╭─ DATA RECORDS

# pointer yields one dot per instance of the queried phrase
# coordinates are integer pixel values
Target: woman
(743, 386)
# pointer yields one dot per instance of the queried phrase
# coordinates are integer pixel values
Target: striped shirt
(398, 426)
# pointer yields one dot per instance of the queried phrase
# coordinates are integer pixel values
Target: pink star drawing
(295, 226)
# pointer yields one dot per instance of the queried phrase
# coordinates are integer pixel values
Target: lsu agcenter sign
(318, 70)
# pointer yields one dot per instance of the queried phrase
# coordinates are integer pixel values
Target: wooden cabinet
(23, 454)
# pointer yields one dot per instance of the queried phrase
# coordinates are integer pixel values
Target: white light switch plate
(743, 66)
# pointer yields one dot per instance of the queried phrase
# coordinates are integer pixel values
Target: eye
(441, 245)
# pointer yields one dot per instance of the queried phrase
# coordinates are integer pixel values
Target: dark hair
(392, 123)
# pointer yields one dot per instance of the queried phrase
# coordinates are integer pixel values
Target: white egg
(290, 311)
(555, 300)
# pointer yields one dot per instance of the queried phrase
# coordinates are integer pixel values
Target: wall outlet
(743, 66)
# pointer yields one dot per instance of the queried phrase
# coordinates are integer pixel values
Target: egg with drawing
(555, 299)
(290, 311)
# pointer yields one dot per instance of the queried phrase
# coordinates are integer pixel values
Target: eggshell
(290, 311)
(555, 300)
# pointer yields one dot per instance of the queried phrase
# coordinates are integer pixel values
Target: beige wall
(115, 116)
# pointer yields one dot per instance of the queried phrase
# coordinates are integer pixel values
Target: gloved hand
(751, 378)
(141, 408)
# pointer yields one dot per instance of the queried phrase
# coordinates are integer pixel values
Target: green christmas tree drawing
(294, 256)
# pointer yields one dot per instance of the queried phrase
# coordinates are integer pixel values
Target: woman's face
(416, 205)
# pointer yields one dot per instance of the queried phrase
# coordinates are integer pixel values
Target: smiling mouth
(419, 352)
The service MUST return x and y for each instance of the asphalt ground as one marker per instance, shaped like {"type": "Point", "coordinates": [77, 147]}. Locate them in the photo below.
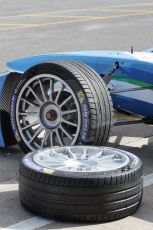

╰─

*WHAT THE TASK ASKS*
Write out each entry above once more, exactly as written, and drop the pictures.

*SOLUTION FOR THIS TASK*
# pointer yields one dot per instance of the queried phrase
# coordinates are integer pixel values
Target: woman
(743, 386)
# pointer yields one dot per instance of the queried phrase
# coordinates are integer pixel values
Target: striped shirt
(398, 426)
# pointer yields one dot per instance of the queried phrase
# coordinates are integer pixel values
Target: pink star drawing
(295, 226)
# pointer yields one dot per instance of the queried phrase
# coordinates are integer pixel values
Target: lsu agcenter sign
(318, 70)
# pointer yields one dot per instance of the queried phrase
# coordinates are integer pixel values
Target: wooden cabinet
(23, 454)
# pointer yields one dot per instance of the queried phrase
# coordinates are integer pixel values
Target: white light switch plate
(743, 66)
# pointer yields one dot per instance of the queried phrase
# coordinates are integer pixel values
Target: eye
(441, 245)
# pointer yields one dot per instance of the queried phrase
# coordinates are integer pixel values
Target: dark hair
(392, 123)
# pointer yields one dot per instance of the queried phrase
# coordinates are integer pixel values
Target: white egg
(290, 311)
(555, 300)
# pointer yields one dot per instance of the queried phrase
# coordinates are integer pixel values
Target: wall outlet
(743, 66)
# pointer yields one dot per instance of the queried phrase
# coordinates are integer pixel values
Target: egg with drawing
(555, 299)
(290, 311)
# pointer yields one dot per instance of the queried phrase
# coordinates are integer pixel values
Target: eggshell
(290, 311)
(555, 300)
# pointer yields one dot per instance of the queried phrase
# coordinates are integer pixel values
Target: beige wall
(115, 116)
# pointer yields one dot per instance of the queried phrase
# coordinates are integer pixel values
Target: gloved hand
(751, 378)
(141, 408)
# pointer yields one dot per instance of the queried phrase
# coordinates are integer pixel values
Target: green christmas tree drawing
(294, 256)
# pointer yields one dot per instance of the queried phrase
# coordinates are integer pixel values
Target: woman's face
(416, 205)
# pointer yields one dot per instance of the queried phrase
# coordinates are integer pixel values
Target: smiling mouth
(419, 352)
The service MUST return x and y for each instance of the asphalt ground as one marker per instance, shaped like {"type": "Point", "coordinates": [77, 147]}. Locate them in the photo below.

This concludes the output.